*EXERCISE INPUT*:
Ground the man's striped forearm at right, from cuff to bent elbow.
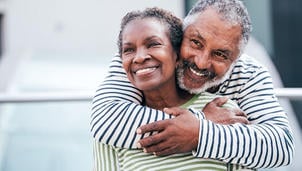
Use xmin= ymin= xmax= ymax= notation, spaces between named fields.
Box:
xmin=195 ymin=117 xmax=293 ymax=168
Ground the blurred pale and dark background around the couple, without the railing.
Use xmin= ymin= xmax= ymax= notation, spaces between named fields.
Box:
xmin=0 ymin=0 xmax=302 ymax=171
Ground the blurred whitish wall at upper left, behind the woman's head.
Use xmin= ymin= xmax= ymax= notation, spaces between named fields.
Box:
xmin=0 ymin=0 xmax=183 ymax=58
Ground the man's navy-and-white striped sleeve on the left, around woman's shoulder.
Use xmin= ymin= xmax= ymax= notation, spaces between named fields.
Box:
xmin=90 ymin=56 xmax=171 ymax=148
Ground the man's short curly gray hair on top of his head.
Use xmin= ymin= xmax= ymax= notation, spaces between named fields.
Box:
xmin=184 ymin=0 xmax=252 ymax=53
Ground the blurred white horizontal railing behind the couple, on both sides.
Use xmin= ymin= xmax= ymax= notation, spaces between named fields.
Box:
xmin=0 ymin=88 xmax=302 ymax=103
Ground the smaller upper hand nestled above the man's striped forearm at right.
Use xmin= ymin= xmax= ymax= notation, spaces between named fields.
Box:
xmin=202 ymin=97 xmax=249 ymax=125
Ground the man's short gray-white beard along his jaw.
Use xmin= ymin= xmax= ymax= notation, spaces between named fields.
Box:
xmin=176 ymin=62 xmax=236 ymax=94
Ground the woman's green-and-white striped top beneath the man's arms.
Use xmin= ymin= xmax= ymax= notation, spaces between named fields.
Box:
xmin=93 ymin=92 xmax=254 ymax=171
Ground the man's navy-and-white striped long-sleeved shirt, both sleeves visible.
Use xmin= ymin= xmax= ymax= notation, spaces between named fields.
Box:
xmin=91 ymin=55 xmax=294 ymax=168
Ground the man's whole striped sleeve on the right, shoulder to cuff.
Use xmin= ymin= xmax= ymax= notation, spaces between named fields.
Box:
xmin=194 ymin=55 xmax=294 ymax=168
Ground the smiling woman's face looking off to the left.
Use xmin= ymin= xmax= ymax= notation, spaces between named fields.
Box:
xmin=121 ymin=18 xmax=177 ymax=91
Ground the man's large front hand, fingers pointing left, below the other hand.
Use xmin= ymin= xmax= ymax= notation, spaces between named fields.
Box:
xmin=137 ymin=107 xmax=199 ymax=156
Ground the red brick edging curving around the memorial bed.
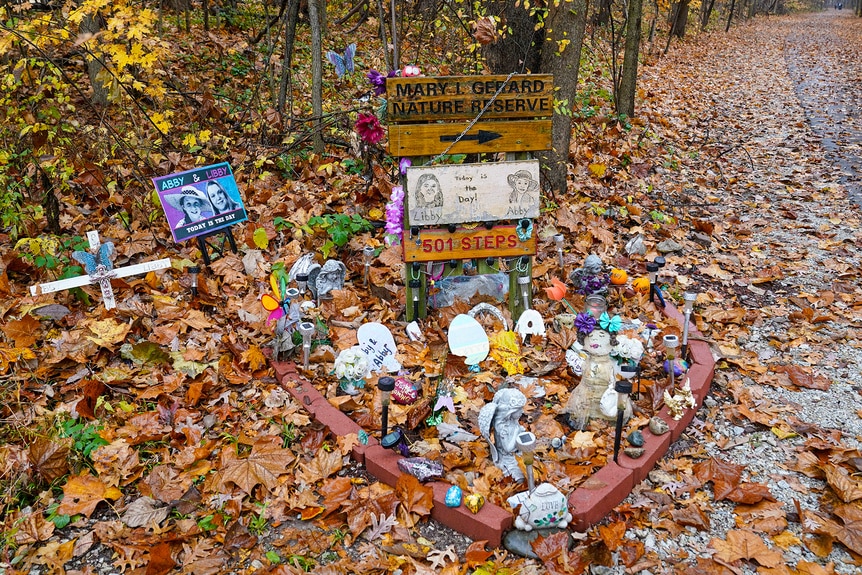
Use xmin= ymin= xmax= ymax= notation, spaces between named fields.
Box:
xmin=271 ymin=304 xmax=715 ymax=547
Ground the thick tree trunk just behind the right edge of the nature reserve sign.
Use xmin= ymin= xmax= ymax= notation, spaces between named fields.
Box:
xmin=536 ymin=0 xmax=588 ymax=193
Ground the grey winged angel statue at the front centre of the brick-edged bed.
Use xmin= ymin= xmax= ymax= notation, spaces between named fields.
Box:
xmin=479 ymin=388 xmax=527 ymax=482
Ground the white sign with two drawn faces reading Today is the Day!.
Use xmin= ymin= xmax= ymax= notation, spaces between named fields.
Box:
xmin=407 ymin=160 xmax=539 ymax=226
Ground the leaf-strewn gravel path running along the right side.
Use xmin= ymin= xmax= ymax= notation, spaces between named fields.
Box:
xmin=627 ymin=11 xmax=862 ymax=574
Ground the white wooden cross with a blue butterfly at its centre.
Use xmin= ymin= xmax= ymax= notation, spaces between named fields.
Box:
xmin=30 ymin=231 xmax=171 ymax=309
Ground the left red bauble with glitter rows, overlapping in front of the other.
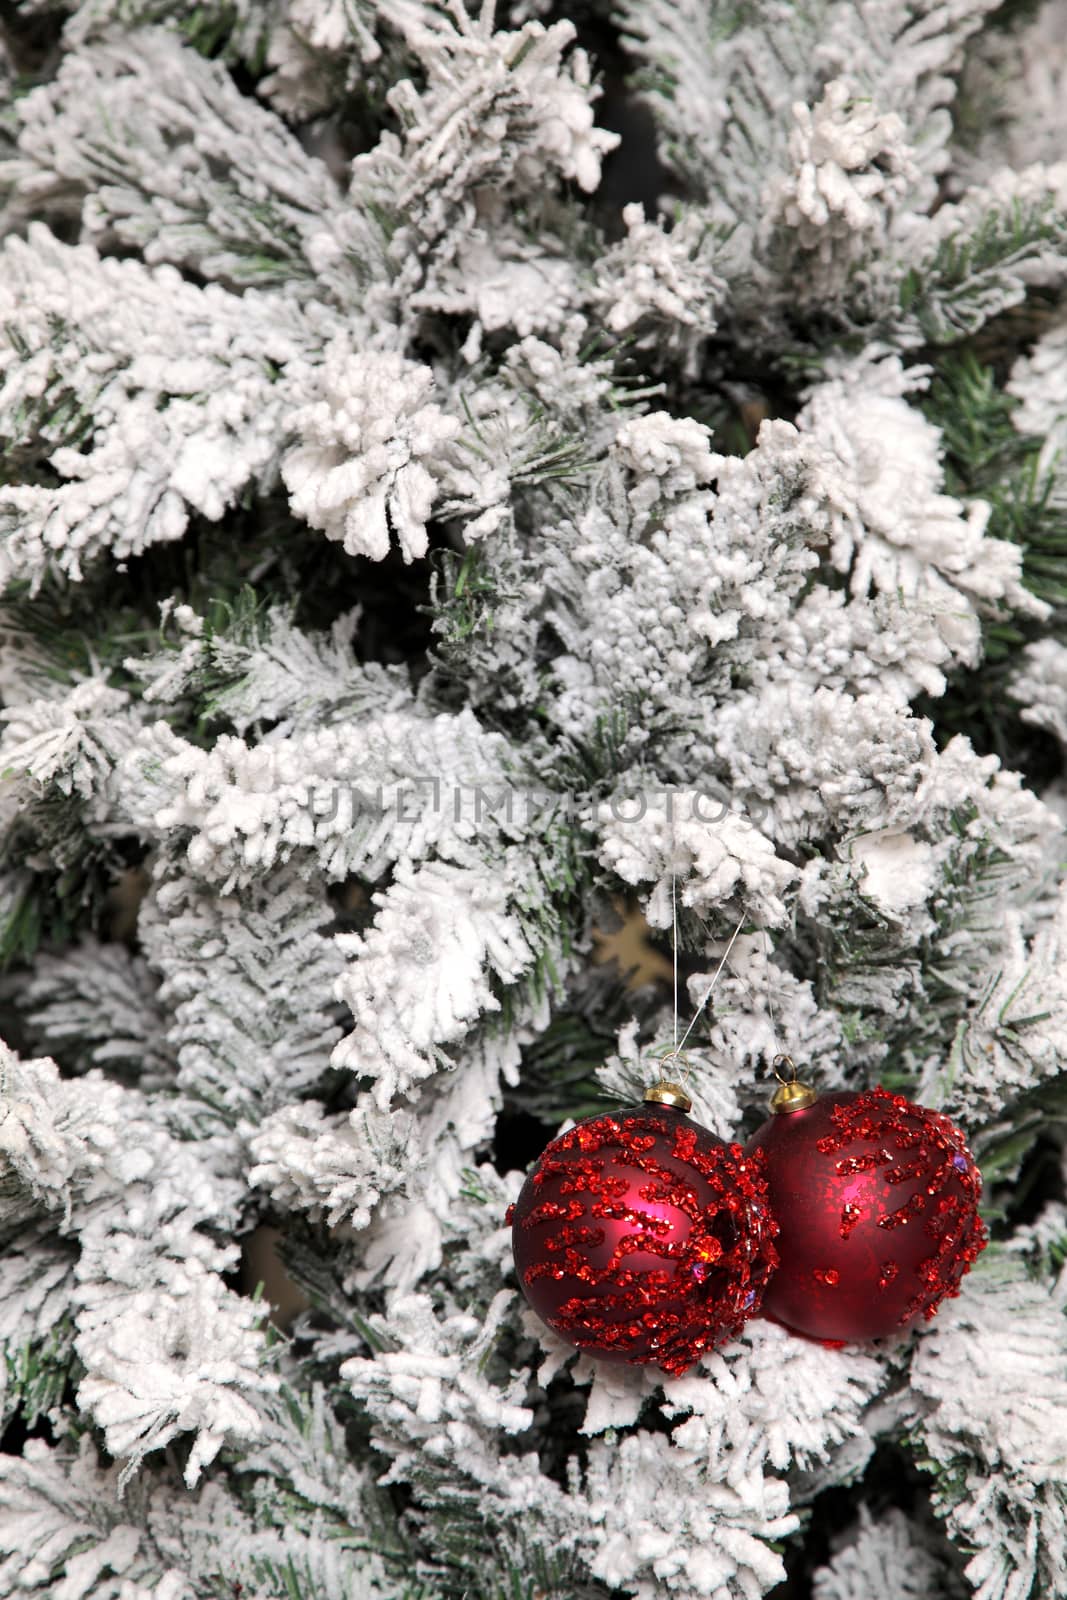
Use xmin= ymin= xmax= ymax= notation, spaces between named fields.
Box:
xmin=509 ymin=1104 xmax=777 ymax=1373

*EXERCISE DESCRIPTION*:
Quote all the lines above exactly as given. Do not include the pictures.

*TASK OUTPUT*:
Ground the man's striped forearm at right, from cuff to bent elbow.
Use xmin= ymin= xmax= ymax= notation, spaces between named fields.
Box:
xmin=195 ymin=117 xmax=293 ymax=168
Ground the blurred pale and dark background around the couple, without the railing.
Use xmin= ymin= xmax= ymax= notation, spaces between named fields.
Box:
xmin=0 ymin=0 xmax=302 ymax=171
Ground the blurred whitish wall at upper left, behind the woman's head.
Use xmin= ymin= xmax= ymax= notation, spaces between named fields.
Box:
xmin=0 ymin=0 xmax=183 ymax=58
Ground the man's navy-and-white striped sleeve on the left, around woman's shoulder.
Use xmin= ymin= xmax= ymax= notation, spaces between named fields.
Box:
xmin=90 ymin=56 xmax=171 ymax=148
Ground the man's short curly gray hair on top of his head.
Use xmin= ymin= xmax= ymax= notation, spaces between named fields.
Box:
xmin=184 ymin=0 xmax=252 ymax=53
Ground the blurred white horizontal railing behind the couple, on both sides.
Use xmin= ymin= xmax= ymax= notation, spaces between named fields.
Box:
xmin=0 ymin=88 xmax=302 ymax=103
Ground the smaller upper hand nestled above the man's striped forearm at right.
Use xmin= ymin= xmax= ymax= notation, spaces between named fields.
Box:
xmin=202 ymin=97 xmax=249 ymax=125
Ground the man's short gray-white beard along his jaw.
Use xmin= ymin= xmax= ymax= notation, spaces between named fields.
Box:
xmin=176 ymin=62 xmax=236 ymax=94
Ground the woman's green-and-white striped top beneath the man's arms.
Use xmin= ymin= xmax= ymax= notation, spaces between named fields.
Box:
xmin=93 ymin=92 xmax=254 ymax=171
Ground the man's navy-and-white striped long-sleeved shirt, both sleeves visible.
Use xmin= ymin= xmax= ymax= notation, spaces between named fields.
Box:
xmin=91 ymin=55 xmax=294 ymax=168
Ground the man's whole striped sleeve on the right, shoulder to cuff.
Use xmin= ymin= xmax= ymax= notation, spaces between named fields.
Box:
xmin=194 ymin=55 xmax=294 ymax=168
Ground the smiling woman's face looking off to the left.
Use xmin= ymin= xmax= ymax= notation, spaces between named fields.
Box:
xmin=121 ymin=18 xmax=177 ymax=91
Ground the man's large front hand, fingers pointing left, below the other hand.
Use xmin= ymin= xmax= ymax= notation, spaces between named fields.
Box:
xmin=137 ymin=107 xmax=199 ymax=156
Ground the red brick edging curving around the memorial bed.
Use xmin= ymin= xmax= ymax= notation, spaces between named fields.
Box:
xmin=271 ymin=304 xmax=715 ymax=547
Ground the thick tree trunk just behind the right edge of the nature reserve sign.
Use xmin= ymin= xmax= ymax= notation, spaces between named fields.
Box:
xmin=536 ymin=0 xmax=588 ymax=193
Ground the grey winged angel statue at the front centre of the brick-edged bed.
Use xmin= ymin= xmax= ymax= notation, spaces between named fields.
Box:
xmin=479 ymin=388 xmax=527 ymax=482
Ground the white sign with two drawn faces reading Today is the Day!.
Use xmin= ymin= xmax= ymax= notation, spaces between named fields.
Box:
xmin=407 ymin=160 xmax=539 ymax=226
Ground the leaf-strewn gravel path running along the right side.
Use xmin= ymin= xmax= ymax= notation, spaces between named fields.
Box:
xmin=627 ymin=11 xmax=862 ymax=574
Ground the white wooden cross with a blue butterfly at its centre.
Use xmin= ymin= xmax= ymax= notation, spaces between named fields.
Box:
xmin=30 ymin=231 xmax=171 ymax=309
Ground the left red bauble with glitter rows, overlapping in front of the other.
Use xmin= ymin= xmax= ymax= notation, spaces between named fields.
Box:
xmin=509 ymin=1104 xmax=777 ymax=1373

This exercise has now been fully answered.